■ Required action ■
Your response should consist solely of the records, written out exactly.

*** Opening Information ***

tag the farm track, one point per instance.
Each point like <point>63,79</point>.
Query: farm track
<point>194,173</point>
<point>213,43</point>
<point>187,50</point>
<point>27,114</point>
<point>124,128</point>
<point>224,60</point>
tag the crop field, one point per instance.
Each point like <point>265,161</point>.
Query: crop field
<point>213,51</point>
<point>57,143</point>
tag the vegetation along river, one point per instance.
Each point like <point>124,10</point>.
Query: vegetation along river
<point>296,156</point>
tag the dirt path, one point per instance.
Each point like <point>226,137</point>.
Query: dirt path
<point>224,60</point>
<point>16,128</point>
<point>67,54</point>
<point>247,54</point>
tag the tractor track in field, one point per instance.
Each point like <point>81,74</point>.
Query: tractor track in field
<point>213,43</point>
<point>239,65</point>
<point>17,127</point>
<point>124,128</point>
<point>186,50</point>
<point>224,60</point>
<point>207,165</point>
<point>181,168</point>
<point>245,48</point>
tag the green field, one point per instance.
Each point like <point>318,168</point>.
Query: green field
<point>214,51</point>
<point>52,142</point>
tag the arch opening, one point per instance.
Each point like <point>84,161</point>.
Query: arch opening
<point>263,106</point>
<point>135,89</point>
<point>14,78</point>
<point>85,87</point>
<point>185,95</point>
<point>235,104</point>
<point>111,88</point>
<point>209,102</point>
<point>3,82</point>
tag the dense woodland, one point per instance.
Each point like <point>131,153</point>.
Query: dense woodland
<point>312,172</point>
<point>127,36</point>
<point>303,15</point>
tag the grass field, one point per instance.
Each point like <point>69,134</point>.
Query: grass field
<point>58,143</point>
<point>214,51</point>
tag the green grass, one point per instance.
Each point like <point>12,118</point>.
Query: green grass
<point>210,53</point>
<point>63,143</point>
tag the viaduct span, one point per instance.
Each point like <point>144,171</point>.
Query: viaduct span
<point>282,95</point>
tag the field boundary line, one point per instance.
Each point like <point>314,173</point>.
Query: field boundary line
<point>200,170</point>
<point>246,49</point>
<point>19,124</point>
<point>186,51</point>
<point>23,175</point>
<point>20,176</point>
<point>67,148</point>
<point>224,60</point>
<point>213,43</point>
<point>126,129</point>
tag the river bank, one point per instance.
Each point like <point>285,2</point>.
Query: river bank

*** Closing Information ***

■ Output of the exercise ■
tag the farm track, one point per instance.
Each point like <point>63,79</point>.
Query: farm track
<point>194,173</point>
<point>213,43</point>
<point>187,50</point>
<point>27,114</point>
<point>124,128</point>
<point>224,60</point>
tag the crop field, one point per instance.
Each point like <point>265,161</point>.
Query: crop field
<point>213,51</point>
<point>57,143</point>
tag the vegetation along river, one point per instance.
Each point like <point>124,10</point>.
Query: vegetation along river
<point>296,156</point>
tag the dirt path, one point per instance.
Each point like <point>226,137</point>.
Query: dirt path
<point>224,60</point>
<point>16,128</point>
<point>67,54</point>
<point>247,54</point>
tag the tractor track in field, one point per instance.
Each point like <point>81,74</point>.
Query: tractor track in field
<point>213,43</point>
<point>239,65</point>
<point>17,127</point>
<point>124,128</point>
<point>186,50</point>
<point>224,60</point>
<point>207,165</point>
<point>181,168</point>
<point>245,48</point>
tag the green field, one point per instance.
Each point like <point>318,168</point>.
Query: green field
<point>214,51</point>
<point>52,142</point>
tag the arch opening, one point per instance.
Each point like <point>84,161</point>.
Query: arch opening
<point>263,106</point>
<point>135,89</point>
<point>14,78</point>
<point>85,87</point>
<point>185,95</point>
<point>235,104</point>
<point>111,88</point>
<point>209,102</point>
<point>3,82</point>
tag the dense woodland, one point per instance.
Each point like <point>131,153</point>.
Query: dense woodland
<point>312,172</point>
<point>127,36</point>
<point>303,15</point>
tag the grass field, one point per instance.
Each point like <point>69,134</point>.
Query: grass field
<point>58,143</point>
<point>214,51</point>
tag the green grass, one point per instance.
Each point like <point>12,118</point>.
Query: green grass
<point>210,53</point>
<point>63,143</point>
tag the viaduct span, one point per instance.
Each point like <point>144,171</point>.
Query: viaduct span
<point>282,95</point>
tag the field boundary line, one point per instance.
Each point like <point>314,173</point>.
Query: field boundary line
<point>200,170</point>
<point>246,49</point>
<point>19,124</point>
<point>186,51</point>
<point>23,175</point>
<point>20,176</point>
<point>67,148</point>
<point>224,60</point>
<point>213,43</point>
<point>126,129</point>
tag the river bank, one point per instance.
Each point like <point>285,2</point>.
Query: river bank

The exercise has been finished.